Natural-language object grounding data

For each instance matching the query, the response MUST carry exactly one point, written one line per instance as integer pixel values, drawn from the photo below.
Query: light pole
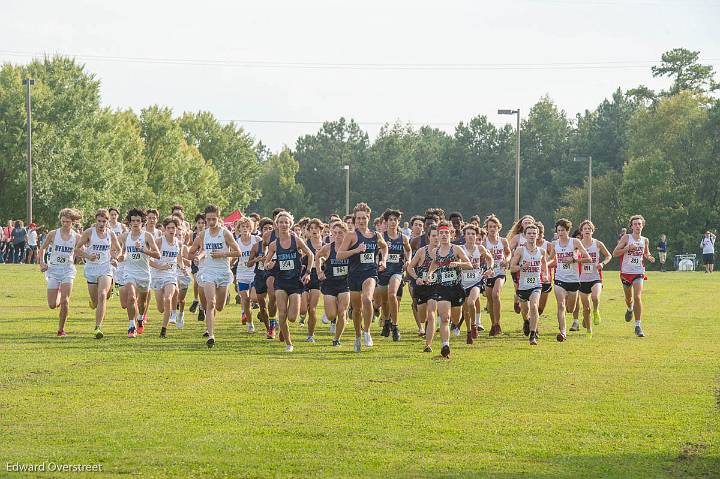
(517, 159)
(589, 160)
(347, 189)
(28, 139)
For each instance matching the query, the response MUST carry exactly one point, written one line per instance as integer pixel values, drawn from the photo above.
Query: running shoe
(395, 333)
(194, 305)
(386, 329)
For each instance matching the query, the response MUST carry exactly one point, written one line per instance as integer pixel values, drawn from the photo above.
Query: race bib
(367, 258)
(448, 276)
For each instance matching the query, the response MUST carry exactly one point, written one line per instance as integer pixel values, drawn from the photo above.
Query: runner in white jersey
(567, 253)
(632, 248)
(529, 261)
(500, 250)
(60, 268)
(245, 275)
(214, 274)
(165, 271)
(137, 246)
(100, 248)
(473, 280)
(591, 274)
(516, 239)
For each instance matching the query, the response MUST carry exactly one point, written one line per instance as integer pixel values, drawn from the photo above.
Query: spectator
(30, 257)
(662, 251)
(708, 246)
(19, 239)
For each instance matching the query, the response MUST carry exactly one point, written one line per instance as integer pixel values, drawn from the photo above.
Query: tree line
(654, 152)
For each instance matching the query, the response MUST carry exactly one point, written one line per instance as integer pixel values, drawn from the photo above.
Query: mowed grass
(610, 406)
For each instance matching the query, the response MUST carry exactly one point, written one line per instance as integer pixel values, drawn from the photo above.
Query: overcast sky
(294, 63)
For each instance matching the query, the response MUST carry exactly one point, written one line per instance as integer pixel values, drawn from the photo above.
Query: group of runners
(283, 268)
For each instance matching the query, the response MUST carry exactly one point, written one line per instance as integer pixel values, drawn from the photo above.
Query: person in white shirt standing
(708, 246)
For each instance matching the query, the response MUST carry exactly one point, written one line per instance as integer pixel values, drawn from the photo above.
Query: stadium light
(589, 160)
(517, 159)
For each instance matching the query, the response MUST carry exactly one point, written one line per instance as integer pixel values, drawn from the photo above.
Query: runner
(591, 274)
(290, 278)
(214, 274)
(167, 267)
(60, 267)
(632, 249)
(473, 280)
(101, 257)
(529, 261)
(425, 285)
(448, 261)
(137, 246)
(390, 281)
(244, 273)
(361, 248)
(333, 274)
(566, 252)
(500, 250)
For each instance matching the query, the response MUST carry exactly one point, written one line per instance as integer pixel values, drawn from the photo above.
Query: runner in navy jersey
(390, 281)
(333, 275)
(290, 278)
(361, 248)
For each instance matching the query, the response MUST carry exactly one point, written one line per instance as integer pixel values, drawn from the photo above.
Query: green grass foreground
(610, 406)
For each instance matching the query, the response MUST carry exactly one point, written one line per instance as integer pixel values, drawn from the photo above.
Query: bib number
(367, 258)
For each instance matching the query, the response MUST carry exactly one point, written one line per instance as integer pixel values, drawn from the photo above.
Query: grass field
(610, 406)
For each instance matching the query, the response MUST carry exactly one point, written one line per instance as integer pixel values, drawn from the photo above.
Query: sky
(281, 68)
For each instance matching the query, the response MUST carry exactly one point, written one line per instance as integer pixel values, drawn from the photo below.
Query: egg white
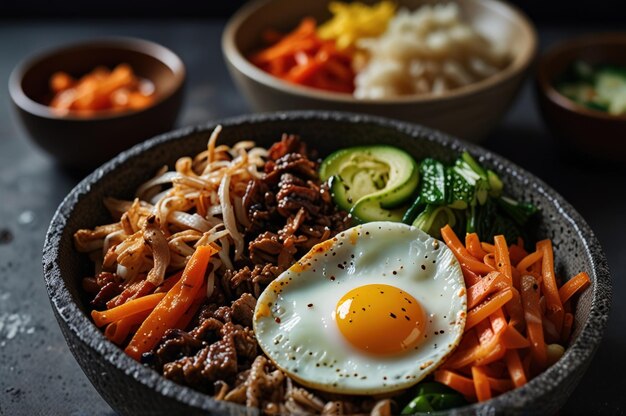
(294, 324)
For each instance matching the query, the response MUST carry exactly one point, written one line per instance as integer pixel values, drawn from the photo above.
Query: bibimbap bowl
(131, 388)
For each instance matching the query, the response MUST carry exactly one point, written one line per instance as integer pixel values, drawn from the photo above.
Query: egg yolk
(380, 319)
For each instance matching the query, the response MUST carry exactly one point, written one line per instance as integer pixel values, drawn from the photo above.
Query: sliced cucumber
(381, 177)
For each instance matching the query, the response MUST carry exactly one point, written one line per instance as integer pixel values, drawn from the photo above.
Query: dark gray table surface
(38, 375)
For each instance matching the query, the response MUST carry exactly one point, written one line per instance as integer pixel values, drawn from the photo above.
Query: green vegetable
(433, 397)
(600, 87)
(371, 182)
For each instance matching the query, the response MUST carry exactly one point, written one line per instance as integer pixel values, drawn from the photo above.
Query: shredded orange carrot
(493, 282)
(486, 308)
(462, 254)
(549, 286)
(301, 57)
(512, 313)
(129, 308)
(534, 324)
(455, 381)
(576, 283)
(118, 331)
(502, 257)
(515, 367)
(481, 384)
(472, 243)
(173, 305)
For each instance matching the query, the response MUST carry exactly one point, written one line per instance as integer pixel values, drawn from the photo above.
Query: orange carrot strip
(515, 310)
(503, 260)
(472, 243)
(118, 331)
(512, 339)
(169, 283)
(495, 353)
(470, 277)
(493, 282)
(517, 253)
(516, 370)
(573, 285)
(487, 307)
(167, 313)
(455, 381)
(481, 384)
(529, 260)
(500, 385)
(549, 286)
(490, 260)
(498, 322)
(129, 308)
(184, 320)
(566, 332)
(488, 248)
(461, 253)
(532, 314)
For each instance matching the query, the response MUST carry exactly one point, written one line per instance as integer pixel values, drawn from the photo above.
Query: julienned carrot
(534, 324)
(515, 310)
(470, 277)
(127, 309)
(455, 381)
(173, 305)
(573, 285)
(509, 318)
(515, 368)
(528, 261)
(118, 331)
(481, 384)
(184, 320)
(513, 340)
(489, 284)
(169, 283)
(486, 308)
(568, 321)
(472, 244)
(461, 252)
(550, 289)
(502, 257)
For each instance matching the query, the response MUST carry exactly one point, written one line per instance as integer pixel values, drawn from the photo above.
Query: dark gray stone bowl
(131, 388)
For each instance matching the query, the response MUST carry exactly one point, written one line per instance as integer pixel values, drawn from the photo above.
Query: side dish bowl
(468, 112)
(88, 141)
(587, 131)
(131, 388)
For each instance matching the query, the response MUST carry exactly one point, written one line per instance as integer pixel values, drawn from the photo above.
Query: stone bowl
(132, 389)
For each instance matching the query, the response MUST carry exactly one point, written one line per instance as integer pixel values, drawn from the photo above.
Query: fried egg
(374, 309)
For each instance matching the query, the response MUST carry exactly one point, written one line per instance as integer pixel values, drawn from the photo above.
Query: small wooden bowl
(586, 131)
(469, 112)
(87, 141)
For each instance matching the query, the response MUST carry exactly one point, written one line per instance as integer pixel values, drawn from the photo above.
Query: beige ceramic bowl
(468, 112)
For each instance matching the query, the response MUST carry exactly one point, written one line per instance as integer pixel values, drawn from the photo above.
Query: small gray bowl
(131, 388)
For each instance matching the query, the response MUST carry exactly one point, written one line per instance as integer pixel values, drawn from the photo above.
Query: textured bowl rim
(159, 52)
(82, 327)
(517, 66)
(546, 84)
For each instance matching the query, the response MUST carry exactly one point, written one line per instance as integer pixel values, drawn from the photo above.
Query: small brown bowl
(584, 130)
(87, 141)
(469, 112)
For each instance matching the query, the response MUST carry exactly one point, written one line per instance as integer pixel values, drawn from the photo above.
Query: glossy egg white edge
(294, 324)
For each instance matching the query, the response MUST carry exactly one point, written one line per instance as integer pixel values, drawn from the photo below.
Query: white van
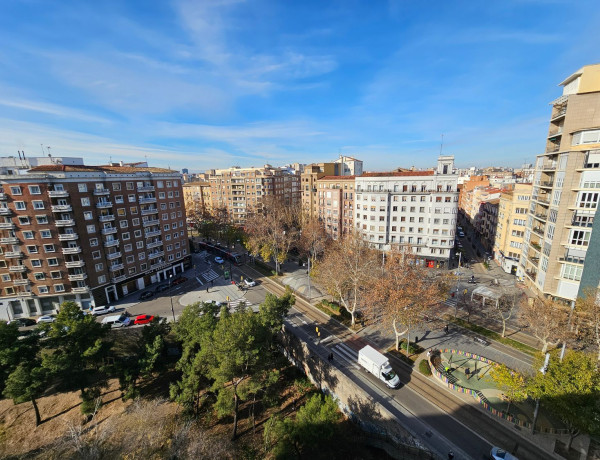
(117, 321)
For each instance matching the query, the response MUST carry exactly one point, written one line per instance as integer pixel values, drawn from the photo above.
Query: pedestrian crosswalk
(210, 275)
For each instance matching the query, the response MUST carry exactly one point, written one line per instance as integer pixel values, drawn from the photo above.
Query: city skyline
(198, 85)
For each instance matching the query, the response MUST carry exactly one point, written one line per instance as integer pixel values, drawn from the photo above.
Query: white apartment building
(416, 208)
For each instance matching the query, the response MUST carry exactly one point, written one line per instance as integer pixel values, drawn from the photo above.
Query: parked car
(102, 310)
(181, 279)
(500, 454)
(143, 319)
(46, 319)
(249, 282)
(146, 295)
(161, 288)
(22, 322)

#### EXERCISE PROMPT:
Please repeat the entries exactly. Do not include the pictures.

#### EXERCISE SOLUTION:
For each instance matching the query, the response MUST carry exactly one point, written one line per instance as integer pixel values, drawn from the photo below.
Query: light pole
(517, 159)
(589, 160)
(347, 189)
(28, 139)
For each instance matching the query, the response MUST carry exactly one point, written one line per instance as integer pixel values, drawn from the photo above.
Query: running shoe
(395, 333)
(194, 305)
(386, 329)
For each instance matching the query, the response MUST carry exactly one point, written one line per instance as integer pixel values, drawn from the photo above.
Query: race bib
(367, 258)
(448, 276)
For each instance matching the query, the response MUST carry exactly one point, written one line per instance as integer pixel values, drawn from the photo above.
Query: runner in white jersey
(567, 253)
(632, 248)
(529, 261)
(500, 250)
(60, 268)
(245, 275)
(214, 274)
(165, 271)
(137, 246)
(100, 248)
(473, 280)
(591, 274)
(516, 239)
For each instance matching the query, the response MUST carry exactly one point, written one line per instance as integer pixel values, drawn from the photo above.
Query: spectator
(30, 257)
(662, 251)
(708, 246)
(19, 239)
For each instance matching the query, the response MUST carry exactly one point, written one line per instance as integer pixel values, drawn from the photo above.
Query: tree line
(654, 152)
For each instance matching the query, the response MUST carry exactly one point, written one line per instance as integer pixel values, drawn from the photo above.
Query: mowed grass
(610, 406)
For each instance matching the query, the response MUST carry exactly one point, written one line per instance as integer pixel values, drawn from the photo above.
Query: overcast sky
(294, 63)
For each instance matching the query, the response MUST carry exactly one point, written one line per instance as integer pixel values, drawn from the photo above.
Query: group of runners
(283, 268)
For each instance matching the query, the response MUST carry exactly one point, written one line per instance as integer pixel values, drawn from the photo above.
Query: person in white shirt standing
(708, 246)
For each instance matching the query, the response MUST carry exactly one point, written one line per instance as integer pixel values, drawn from the photo above.
Query: stadium light
(589, 160)
(517, 159)
For each instance matching the query, the response MUST carry exactly one point, written one line per instance as integer pixel values, drawn from the photo above.
Query: runner
(591, 274)
(290, 278)
(214, 274)
(167, 267)
(60, 267)
(632, 249)
(473, 280)
(101, 257)
(529, 261)
(425, 285)
(448, 261)
(137, 246)
(390, 281)
(244, 273)
(361, 248)
(333, 274)
(566, 252)
(500, 250)
For each instance matching the query, the response MUST carry exactly one point, written one line per instance as integer pixel values, drawn from the photo above.
Query: runner in navy jersey
(390, 281)
(333, 275)
(290, 278)
(361, 248)
For each instance matching the query, the response MUST carry exactly one point, written one line per instance as integer pixel values, drawn from the photo above.
Query: green grass foreground
(610, 406)
For each instance matching the query, the response MUST carry exactly one point, written one line per instance as integer pixel values, drawn from the photo above.
Query: bib number
(367, 258)
For each instance matching the query, the response MUST carry exactly one point, written one line per instance as integer pixel values, drawn from the photo above.
Query: grass field
(610, 406)
For each instance matching the query, the response MUST carry exactly one point, written one line per instance as integer pixel values, drawn from the photo above.
Query: sky
(281, 68)
For each instance matching the query, the response MUST carry exactly one point, written one line per instance as integer pixel values, drawn from the photo below.
Query: egg white
(294, 324)
For each instance matching the query, the response MUST carry exactly one point, written one line per instance as integer pixel values, drawn from the photo above.
Query: bibimbap bowl
(131, 388)
For each instance matching the query, the response MUST carry exactly one point, written one line per instance as integer pixel values, drawn from the photo above.
Query: egg yolk
(380, 319)
For each instance matching the query, the response MUST carry exactly one point, written one line per instance as integer pixel values, drawn from the photo above.
Query: sliced cucumber
(381, 177)
For each instance matching the query, the response MUST carry exactly one point, written one line per instance as integer pixel values, drawn from the photo above.
Query: dark gray table surface
(38, 375)
For each instance matching the query, the response MUST carry exactly one point, written one line per instance as integer pixel values, drawn from the photo above.
Query: green vegetable
(433, 397)
(600, 87)
(371, 182)
For each instance matching the query, the response MUST carry exactly one point, written one line per instance as integer pixel values, drawn from the photo above.
Query: shredded orange carrot
(493, 282)
(486, 308)
(462, 254)
(549, 286)
(301, 57)
(512, 313)
(129, 308)
(534, 324)
(455, 381)
(576, 283)
(118, 331)
(502, 257)
(515, 367)
(481, 384)
(472, 243)
(173, 305)
For each instance matching the query, the response MUST carry exactly one point, written one line per instance as integer pixel values, drawn from the photo above.
Query: orange carrot strip
(515, 310)
(503, 260)
(472, 243)
(118, 331)
(512, 339)
(169, 283)
(495, 353)
(470, 277)
(493, 282)
(517, 253)
(516, 370)
(573, 285)
(487, 307)
(167, 313)
(455, 381)
(481, 384)
(529, 260)
(500, 385)
(549, 286)
(490, 260)
(498, 322)
(129, 308)
(184, 320)
(566, 332)
(488, 248)
(461, 253)
(532, 314)
For each instance matching the query, the response MUST carry exactly one point, written one line per instance as integer pixel values, drawn from the photo above.
Query: julienned carrot
(534, 324)
(515, 310)
(470, 277)
(127, 309)
(455, 381)
(173, 305)
(573, 285)
(509, 318)
(515, 368)
(528, 261)
(118, 331)
(481, 384)
(184, 320)
(513, 340)
(489, 284)
(169, 283)
(486, 308)
(568, 321)
(472, 244)
(461, 252)
(550, 289)
(502, 257)
For each instance matching the query, the response MUST carry exactly one point, written one line per instance as integer pixel values, drawn from the photo above.
Query: dark gray stone bowl
(131, 388)
For each instance matching the query, the response MUST carry exactly one point, written one line per instance as integer pixel values, drawn from the photo above.
Query: side dish bowl
(468, 112)
(88, 141)
(587, 131)
(131, 388)
For each instance matching the query, the response MUST carry exactly one point, written one line per instance as integer pixel values, drawn from the photo above.
Query: stone bowl
(132, 389)
For each instance matching the query, the response MUST carry exactly one point, written one line per instance as integer pixel values, drawn from the photo above.
Query: fried egg
(374, 309)
For each instance matching the query, the response MUST carry exactly one point, written one line per instance as integer pixel values, drawn from the photo above.
Query: small wooden bowl
(586, 131)
(469, 112)
(87, 141)
For each instance matching the query, the response MUST carry exactly one point, written one line per instance as integer pixel values, drawn from the photo above.
Query: beige ceramic bowl
(468, 112)
For each instance matching the query, the response MUST carry exactly one point, written one line per instance as integer pixel values, drawn from the photo above.
Query: small gray bowl
(131, 388)
For each instance matching the query, the response MUST carry exactly one point, written one line per instance as integer pixel values, drawn from the photo above.
Query: textured bowl rim
(159, 52)
(82, 327)
(517, 66)
(546, 84)
For each instance matching the query, the response MUST carry exactly one point, written one line per instance as integer pixel values, drawn from the photo above.
Query: small brown bowl
(584, 130)
(87, 141)
(469, 112)
For each instance matching the query, the response MUST carry exactly one point, written one line per instance as integer pixel values, drawn from the photo above.
Query: glossy egg white edge
(294, 324)
For each instance matching the query, the response MUST carry exactly one point, written one line per instance as integer pixel values, drawn from the photo below.
Query: white van
(117, 321)
For each instance matching the query, the response MUST carry exactly one point, written one line per instance as integer pixel values, drawn from the photo above.
Query: pedestrian crosswalk
(210, 275)
For each instance matching the query, the response MUST carry exactly one point, written one line per instance as integer pixel values, drawn from the photo above.
Query: city skyline
(198, 85)
For each instance matching the query, the response MUST carry exactly one point, written one line per instance as integer pixel values, drawn from the photo above.
Query: white apartment building
(416, 208)
For each instance matching the query, the response MUST carry exactly one point, written one line per instance as integer pixel values, drawn from the photo above.
Query: parked car
(102, 310)
(181, 279)
(500, 454)
(143, 319)
(46, 319)
(249, 282)
(146, 295)
(161, 288)
(22, 322)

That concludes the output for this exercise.